Required task 1
In the Oporto travel post, about what century does "new" begin in Oporto?
════
Wednesday, August 28, 2013

Oporto, Portugal




Oporto old garden
This is a fantasy city.  I stopped as soon as I got off the train to view the beauty of the track area.  I stopped again upon entering the main station and seeing the huge and beautiful tile murals depicting some of Portugal's history.  I stopped again when I first saw the buildings perched on hillsides immediately outside of the doorway of the train station.  It doesn't end.
The city's age is as old as Portugal itself and the range of construction from old to older to oldest is not so much in one part of the city as sprinkled throughout the many hills, narrow streets, and narrower stairways.  New, to Oporto, begins about the 17th century; the U.S.A. is so young.
We have discovered many wonderful and unexpected views of narrow winding streets that drop precipitously just by following our noses in the general direction we want to go instead of staying with the busier streets.
Oporto old city
Though many here speak English we have wandered our way into the older residential areas and have used our inadequate Spanish with their Portuguese and as much pantomime as needed to find what we desire.  In some instances the purchase of a postcard, locating where to buy a stamp, and then mailing from a post office takes us into areas we might not otherwise see. This, for me, is one of the best parts of traveling.
════
Required task 2
Rewrite the rows from the line containing "Draw the outline of every instance of the flower" through the end of the rows as a numbered list, omitting any blank lines.
════
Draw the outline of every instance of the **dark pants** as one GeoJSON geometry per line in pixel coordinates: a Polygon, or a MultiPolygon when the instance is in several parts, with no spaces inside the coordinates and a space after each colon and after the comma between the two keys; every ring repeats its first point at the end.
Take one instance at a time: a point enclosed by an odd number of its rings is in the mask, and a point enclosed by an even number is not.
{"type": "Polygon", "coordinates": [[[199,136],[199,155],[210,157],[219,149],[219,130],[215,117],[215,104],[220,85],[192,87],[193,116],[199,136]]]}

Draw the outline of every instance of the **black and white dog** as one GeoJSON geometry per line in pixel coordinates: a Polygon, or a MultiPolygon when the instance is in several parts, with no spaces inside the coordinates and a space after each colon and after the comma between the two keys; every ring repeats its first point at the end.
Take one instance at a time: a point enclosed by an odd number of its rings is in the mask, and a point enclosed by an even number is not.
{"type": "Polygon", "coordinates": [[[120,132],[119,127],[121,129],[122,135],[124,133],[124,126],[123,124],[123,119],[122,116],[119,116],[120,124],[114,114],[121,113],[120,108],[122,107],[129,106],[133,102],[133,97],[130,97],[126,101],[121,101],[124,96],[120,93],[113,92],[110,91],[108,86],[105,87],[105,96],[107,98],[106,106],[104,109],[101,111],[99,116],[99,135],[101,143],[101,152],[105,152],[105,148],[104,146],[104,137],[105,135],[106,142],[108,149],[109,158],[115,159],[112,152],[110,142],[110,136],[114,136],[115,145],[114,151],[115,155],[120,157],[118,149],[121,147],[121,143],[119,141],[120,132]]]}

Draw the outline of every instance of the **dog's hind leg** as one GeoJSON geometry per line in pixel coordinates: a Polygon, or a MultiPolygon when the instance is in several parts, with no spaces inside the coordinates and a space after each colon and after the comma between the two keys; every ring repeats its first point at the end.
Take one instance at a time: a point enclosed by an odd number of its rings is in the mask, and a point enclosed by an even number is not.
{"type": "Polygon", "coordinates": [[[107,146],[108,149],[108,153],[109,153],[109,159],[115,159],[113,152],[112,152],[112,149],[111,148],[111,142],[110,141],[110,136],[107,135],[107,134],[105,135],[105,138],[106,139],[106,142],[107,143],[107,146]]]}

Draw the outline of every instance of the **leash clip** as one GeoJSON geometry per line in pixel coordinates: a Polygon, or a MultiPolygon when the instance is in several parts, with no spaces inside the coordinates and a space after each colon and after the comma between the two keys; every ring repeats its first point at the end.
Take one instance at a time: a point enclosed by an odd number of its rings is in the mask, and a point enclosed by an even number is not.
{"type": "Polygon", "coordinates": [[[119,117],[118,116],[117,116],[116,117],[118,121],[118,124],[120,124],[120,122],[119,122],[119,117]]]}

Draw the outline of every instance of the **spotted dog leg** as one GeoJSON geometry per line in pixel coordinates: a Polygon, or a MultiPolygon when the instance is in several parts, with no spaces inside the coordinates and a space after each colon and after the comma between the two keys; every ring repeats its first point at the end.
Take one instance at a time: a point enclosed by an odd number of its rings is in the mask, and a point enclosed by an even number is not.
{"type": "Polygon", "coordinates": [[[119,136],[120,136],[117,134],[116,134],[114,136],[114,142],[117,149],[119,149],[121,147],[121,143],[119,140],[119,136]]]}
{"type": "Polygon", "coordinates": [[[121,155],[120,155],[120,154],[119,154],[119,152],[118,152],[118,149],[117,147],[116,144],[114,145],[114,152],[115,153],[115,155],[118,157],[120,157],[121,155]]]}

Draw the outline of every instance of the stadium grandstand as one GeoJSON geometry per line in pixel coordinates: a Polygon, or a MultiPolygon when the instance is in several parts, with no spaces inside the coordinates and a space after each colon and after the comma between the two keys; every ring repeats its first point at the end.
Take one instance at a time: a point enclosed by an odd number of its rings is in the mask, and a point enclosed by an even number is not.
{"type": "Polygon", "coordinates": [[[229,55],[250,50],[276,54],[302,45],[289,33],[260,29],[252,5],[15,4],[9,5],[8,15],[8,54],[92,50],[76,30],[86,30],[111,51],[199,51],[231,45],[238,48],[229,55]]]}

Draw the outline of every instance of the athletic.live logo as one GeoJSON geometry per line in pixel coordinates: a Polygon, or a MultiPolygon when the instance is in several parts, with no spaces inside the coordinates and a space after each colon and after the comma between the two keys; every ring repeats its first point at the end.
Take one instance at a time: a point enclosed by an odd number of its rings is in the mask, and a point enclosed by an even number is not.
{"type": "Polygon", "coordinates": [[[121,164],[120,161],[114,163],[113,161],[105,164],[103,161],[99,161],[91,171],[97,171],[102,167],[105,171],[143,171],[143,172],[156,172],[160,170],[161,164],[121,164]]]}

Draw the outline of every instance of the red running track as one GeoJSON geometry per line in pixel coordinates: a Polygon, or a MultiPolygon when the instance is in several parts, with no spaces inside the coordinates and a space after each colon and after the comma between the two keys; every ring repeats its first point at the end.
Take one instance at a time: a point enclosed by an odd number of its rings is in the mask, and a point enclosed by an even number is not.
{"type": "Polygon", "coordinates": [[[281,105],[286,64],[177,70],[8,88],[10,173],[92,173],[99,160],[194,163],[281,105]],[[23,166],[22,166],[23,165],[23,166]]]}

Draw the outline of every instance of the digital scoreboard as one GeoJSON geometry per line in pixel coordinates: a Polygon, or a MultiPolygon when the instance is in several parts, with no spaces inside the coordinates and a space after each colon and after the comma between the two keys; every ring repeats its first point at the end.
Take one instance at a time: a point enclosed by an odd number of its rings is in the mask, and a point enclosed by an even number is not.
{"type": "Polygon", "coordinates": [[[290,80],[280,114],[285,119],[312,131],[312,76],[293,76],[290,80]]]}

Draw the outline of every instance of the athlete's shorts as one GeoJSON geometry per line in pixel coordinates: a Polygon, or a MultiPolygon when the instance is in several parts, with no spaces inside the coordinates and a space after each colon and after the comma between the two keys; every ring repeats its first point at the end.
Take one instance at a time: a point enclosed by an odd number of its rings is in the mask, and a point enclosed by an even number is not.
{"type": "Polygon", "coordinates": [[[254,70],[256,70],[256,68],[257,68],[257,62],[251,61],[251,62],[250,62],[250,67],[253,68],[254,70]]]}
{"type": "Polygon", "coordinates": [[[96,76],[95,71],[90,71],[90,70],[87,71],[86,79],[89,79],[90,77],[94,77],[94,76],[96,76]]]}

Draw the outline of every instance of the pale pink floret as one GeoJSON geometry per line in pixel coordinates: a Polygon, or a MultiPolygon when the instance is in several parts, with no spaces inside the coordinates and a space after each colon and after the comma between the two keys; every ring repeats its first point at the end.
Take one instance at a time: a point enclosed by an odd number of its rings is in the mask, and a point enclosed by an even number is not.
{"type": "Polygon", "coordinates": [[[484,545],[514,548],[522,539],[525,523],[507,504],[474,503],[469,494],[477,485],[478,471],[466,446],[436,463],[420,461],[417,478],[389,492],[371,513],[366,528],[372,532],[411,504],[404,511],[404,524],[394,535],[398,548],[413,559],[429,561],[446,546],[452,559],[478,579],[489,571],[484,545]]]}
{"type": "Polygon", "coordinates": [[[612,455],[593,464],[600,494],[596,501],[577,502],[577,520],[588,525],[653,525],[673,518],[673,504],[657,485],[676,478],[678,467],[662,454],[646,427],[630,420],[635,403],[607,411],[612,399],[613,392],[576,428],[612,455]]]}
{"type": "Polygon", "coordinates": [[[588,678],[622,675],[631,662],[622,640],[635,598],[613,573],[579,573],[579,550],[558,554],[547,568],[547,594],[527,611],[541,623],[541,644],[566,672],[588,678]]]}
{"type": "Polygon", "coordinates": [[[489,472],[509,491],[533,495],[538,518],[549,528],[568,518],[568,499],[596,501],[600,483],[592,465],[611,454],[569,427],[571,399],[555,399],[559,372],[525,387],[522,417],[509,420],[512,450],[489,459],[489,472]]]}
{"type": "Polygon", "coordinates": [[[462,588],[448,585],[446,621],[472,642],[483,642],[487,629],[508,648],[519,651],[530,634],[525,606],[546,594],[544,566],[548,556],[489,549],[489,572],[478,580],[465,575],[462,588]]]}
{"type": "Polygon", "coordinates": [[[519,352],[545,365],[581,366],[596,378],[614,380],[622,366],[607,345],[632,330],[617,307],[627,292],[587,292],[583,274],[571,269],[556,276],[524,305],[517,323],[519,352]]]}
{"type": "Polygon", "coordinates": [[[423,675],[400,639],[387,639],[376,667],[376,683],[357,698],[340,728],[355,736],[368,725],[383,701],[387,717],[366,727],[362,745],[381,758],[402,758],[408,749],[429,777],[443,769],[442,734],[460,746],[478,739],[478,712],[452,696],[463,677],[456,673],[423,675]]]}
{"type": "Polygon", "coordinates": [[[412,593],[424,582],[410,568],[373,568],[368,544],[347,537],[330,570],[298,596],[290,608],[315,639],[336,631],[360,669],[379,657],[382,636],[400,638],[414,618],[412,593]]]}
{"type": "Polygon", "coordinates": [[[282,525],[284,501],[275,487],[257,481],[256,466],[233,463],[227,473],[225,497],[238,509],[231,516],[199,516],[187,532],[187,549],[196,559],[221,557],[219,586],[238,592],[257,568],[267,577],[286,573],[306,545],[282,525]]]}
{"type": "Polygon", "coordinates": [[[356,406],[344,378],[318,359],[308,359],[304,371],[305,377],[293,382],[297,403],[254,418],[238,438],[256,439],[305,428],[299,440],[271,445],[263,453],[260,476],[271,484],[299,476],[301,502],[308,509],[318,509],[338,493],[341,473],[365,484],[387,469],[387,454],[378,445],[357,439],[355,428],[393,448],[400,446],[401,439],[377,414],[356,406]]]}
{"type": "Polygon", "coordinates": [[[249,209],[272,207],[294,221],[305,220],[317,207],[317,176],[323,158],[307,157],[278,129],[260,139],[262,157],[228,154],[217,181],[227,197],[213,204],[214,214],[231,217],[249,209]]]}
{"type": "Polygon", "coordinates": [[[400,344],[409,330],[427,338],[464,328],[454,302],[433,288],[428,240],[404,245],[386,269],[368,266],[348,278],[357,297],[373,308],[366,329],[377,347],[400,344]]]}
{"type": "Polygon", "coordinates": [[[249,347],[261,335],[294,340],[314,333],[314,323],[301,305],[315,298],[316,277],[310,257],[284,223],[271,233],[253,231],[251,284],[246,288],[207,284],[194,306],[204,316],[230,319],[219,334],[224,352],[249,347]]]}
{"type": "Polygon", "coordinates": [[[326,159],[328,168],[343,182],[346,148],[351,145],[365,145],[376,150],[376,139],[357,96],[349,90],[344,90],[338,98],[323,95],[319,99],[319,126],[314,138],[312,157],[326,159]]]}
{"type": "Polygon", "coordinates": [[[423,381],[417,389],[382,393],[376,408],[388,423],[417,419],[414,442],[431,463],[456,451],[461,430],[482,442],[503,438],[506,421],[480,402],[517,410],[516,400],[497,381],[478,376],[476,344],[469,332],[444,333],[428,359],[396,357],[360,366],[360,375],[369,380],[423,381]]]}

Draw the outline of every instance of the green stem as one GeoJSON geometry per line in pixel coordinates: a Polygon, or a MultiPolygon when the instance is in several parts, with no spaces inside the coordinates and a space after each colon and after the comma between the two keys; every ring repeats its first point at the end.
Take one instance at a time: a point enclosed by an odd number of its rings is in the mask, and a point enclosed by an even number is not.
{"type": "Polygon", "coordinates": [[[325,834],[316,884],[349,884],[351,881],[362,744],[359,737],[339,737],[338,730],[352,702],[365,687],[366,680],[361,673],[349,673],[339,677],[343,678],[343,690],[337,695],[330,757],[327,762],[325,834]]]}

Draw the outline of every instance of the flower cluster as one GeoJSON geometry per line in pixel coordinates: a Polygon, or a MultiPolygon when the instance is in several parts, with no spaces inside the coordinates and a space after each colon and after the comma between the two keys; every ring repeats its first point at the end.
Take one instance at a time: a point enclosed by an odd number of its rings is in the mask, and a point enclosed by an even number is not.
════
Full response 1
About the 17th century.

Full response 2
1. Draw the outline of every instance of the flower cluster as one GeoJSON geometry per line in pixel coordinates: a Polygon, or a MultiPolygon when the instance is in several parts, with no spaces inside the coordinates and a space after each colon and after the comma between the two keys; every ring repeats its first point at the end.
2. Take one instance at a time: a point enclosed by an odd number of its rings is in the mask, and a point enclosed by an even number is not.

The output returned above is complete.